*Excerpted passage*
╔══

- Two routes: company pays directly, or you pay and reclaim — both reduce CT
- Mileage in personal car: 45p/mile (first 10,000), then 25p/mile — no PAYE/NI
- Home office flat rate: £6/week (£312/year) — no receipts, no CGT risk
- Mobile phone: fully deductible if the contract is in the company's name
- Client entertaining: always disallowed regardless of business purpose
How director expenses work
As a director, you have two ways to put business costs through your company:
- Company pays directly — business credit card, direct bank payment, or company account. The cost lands in the books automatically.
- You pay personally and reclaim — an expense claim submitted to the company. The company reimburses you, and the cost sits as a deductible expense in the company's accounts.
Either way, the result is the same: the expense reduces the company's taxable profit, saving corporation tax at 19–25%. Every £100 of legitimate business expenses saves £19–£26.50 in CT, depending on your profit level.

╚══

*Records supplied*
╔══

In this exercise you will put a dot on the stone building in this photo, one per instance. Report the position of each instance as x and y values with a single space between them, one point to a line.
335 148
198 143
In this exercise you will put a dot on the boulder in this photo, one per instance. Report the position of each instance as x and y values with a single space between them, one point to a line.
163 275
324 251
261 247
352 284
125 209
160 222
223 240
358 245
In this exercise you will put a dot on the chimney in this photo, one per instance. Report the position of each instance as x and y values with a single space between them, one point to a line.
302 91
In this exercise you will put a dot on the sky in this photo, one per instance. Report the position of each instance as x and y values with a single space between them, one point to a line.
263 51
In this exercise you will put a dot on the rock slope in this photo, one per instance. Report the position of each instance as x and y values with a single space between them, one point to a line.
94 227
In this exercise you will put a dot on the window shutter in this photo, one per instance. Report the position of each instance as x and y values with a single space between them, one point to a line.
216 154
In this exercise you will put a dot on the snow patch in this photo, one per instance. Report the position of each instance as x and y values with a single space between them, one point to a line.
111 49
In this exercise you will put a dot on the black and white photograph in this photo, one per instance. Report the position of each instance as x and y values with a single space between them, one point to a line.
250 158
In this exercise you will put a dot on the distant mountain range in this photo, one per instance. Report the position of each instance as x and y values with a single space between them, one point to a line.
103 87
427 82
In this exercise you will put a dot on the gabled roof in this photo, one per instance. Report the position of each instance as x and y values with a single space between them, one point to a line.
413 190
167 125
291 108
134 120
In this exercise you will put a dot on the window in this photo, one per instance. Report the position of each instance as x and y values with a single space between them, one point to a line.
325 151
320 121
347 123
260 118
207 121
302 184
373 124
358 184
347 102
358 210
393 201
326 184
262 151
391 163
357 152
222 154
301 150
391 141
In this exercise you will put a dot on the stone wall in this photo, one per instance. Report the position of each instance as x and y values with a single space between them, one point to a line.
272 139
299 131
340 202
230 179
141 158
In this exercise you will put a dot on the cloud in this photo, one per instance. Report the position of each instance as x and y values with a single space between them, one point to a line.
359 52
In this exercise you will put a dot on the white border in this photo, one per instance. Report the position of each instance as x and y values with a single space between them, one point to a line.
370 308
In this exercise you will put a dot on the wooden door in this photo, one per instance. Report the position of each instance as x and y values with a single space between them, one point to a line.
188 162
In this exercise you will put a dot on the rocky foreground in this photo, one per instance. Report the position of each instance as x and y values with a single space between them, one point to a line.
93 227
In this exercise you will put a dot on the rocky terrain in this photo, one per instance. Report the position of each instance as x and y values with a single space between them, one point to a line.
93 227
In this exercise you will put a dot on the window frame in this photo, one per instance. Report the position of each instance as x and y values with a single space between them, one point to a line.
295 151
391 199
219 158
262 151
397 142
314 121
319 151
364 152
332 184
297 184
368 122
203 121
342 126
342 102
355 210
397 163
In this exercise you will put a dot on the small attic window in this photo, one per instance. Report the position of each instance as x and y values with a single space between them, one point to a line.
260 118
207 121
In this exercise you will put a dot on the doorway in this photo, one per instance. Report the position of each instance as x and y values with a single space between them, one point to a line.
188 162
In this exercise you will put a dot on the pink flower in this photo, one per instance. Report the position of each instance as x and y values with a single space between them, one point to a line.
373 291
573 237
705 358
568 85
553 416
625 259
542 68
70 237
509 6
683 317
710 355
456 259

╚══

*What this exercise asks*
a. In the text on director expenses, rewrite the paragraph starting "Either way, the result is the same" so it is shorter, keeping its main facts.
b. Answer these from the text on director expenses:
(i) What is the mileage rate after the first 10,000 miles in a personal car?
(ii) What is the weekly home office flat rate?
(iii) When is a mobile phone fully deductible?

*Answers for this exercise*
a. Both routes lower the company's taxable profit, cutting corporation tax at 19–25%. Every £100 of legitimate business expenses saves £19–£26.50 in CT, depending on profit level.

b.
(i) 25p per mile
(ii) £6 per week
(iii) When the contract is in the company's name